PROBLEM REQUIREMENTS: Reproduce each record exactly, leaving out no line.

Top of EXERCISE INPUT

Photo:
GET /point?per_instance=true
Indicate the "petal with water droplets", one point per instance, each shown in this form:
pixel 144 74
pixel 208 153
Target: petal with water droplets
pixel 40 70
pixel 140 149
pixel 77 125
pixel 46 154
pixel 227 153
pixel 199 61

Bottom of EXERCISE INPUT

WRITTEN SOLUTION:
Photo:
GET /point?per_instance=true
Indicate the "petal with water droplets", one point per instance, each shown in this form:
pixel 144 74
pixel 208 153
Target: petal with water droplets
pixel 40 70
pixel 140 149
pixel 77 125
pixel 46 154
pixel 227 153
pixel 199 61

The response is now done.